**Material for the task**
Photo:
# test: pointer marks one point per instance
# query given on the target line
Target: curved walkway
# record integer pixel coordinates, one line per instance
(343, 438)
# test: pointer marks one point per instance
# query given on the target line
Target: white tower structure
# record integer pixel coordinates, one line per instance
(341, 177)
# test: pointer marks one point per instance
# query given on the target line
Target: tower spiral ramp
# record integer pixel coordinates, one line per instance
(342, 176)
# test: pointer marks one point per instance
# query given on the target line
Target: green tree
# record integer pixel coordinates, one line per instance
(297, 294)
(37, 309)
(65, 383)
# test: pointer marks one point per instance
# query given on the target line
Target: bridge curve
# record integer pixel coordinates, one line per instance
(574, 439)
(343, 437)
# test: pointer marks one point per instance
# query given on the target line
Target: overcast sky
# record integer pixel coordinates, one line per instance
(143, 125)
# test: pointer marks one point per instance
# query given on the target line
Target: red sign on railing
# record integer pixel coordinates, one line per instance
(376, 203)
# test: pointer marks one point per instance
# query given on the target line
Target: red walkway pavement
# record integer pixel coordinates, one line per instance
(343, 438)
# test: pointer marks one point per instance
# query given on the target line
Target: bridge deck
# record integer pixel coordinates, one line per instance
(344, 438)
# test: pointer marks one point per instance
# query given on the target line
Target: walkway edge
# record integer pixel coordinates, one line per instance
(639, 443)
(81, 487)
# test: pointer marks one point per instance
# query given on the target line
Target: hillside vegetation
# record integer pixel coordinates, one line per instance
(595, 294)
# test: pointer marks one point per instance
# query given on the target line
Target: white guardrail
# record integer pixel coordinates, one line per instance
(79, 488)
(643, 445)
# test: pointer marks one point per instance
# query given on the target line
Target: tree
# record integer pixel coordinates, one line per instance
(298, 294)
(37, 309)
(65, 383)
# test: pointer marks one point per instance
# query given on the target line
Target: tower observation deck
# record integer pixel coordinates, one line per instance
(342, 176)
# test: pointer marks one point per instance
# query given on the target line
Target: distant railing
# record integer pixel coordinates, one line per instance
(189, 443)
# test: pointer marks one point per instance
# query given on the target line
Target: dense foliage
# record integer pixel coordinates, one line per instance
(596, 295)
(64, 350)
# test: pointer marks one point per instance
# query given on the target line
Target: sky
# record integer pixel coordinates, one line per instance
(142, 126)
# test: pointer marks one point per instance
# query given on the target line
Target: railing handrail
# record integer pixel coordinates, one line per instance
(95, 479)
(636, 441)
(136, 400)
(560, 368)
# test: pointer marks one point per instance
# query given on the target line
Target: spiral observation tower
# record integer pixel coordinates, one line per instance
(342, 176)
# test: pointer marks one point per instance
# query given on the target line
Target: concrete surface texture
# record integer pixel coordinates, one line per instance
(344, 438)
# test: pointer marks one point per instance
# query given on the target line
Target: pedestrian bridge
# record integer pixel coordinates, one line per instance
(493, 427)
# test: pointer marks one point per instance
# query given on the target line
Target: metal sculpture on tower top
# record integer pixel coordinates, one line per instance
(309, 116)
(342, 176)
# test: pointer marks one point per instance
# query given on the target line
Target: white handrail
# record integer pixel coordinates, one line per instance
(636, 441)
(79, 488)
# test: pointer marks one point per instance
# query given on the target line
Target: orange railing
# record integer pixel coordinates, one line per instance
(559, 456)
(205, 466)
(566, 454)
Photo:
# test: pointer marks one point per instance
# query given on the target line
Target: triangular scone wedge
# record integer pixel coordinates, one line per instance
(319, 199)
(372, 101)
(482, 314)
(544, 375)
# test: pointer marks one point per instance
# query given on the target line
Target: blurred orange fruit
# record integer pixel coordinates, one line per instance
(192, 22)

==

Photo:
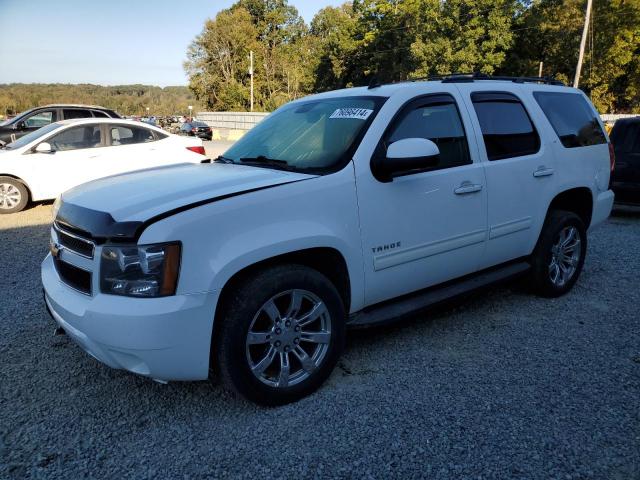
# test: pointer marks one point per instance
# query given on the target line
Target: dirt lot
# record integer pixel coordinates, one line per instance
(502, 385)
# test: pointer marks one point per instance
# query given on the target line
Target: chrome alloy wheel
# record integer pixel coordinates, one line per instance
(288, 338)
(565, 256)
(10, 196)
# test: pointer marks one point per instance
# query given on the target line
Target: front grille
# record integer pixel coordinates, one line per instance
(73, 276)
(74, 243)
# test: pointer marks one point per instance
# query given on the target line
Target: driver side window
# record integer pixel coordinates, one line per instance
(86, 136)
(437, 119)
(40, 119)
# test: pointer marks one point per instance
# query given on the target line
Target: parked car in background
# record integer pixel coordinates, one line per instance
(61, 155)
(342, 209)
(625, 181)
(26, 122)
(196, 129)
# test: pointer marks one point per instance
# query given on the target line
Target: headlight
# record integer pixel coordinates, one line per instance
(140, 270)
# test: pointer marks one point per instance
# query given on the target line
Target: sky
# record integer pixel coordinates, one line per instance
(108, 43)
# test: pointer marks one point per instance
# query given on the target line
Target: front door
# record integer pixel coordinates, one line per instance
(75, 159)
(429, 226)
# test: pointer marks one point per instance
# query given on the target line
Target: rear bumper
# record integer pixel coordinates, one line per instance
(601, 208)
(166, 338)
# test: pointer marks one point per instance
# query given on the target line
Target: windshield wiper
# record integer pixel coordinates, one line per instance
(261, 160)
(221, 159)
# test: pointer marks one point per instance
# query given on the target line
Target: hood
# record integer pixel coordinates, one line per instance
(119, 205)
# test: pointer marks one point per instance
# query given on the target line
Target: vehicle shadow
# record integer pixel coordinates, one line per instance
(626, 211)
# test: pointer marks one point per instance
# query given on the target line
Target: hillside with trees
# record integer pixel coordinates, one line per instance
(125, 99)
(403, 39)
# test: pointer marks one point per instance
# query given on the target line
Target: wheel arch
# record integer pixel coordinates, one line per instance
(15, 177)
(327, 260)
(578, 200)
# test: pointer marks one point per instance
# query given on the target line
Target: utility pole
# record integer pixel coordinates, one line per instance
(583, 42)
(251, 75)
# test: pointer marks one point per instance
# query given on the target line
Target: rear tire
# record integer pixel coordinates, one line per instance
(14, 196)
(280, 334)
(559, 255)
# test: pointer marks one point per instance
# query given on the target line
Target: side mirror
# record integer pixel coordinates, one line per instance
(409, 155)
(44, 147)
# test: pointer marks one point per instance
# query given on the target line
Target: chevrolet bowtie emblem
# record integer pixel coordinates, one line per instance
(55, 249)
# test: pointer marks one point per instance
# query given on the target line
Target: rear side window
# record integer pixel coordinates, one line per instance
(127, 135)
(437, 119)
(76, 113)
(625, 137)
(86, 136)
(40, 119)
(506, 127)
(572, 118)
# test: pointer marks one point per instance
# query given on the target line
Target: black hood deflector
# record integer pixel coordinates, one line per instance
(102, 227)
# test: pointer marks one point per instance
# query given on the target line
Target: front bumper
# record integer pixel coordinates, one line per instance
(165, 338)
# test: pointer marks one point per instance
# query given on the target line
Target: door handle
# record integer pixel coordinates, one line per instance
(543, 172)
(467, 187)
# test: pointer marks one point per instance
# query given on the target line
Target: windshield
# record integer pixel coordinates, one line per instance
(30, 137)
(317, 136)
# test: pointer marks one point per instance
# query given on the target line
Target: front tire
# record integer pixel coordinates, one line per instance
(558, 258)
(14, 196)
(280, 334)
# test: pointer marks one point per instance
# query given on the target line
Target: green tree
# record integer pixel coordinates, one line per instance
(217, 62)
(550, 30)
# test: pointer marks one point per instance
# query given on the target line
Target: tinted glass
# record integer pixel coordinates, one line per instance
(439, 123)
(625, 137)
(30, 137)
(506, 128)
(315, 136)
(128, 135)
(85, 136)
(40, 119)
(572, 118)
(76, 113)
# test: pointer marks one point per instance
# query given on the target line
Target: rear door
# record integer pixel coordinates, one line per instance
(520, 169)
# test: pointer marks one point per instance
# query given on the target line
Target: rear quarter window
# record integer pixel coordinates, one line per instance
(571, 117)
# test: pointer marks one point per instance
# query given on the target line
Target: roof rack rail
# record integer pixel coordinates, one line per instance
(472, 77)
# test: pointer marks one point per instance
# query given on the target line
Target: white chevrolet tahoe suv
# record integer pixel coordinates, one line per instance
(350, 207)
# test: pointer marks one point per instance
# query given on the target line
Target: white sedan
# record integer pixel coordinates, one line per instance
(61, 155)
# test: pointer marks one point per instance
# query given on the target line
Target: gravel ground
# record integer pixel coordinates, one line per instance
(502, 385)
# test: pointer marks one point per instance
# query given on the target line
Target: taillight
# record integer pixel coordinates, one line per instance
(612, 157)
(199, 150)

**The task**
Look back at the entries above. Retype the line with "Target: concrete surface texture", the line with "Target: orange railing", and all lines in between.

**Written response**
Target: concrete surface texture
# record integer pixel coordinates, one line per instance
(344, 438)
# test: pointer marks one point per instance
# query given on the target line
Target: pedestrian bridge
# record integer pixel coordinates, one line per instance
(493, 427)
# test: pointer marks one point per instance
# query given on the target line
Target: metal sculpture on tower top
# record integer pixel coordinates, one line per instance
(309, 116)
(342, 176)
# test: pointer marks one point per instance
# query given on the target line
Target: white handrail
# record integer pixel coordinates, one line per instance
(636, 441)
(79, 488)
# test: pointer marks one point per instance
# query given on the target line
Target: orange railing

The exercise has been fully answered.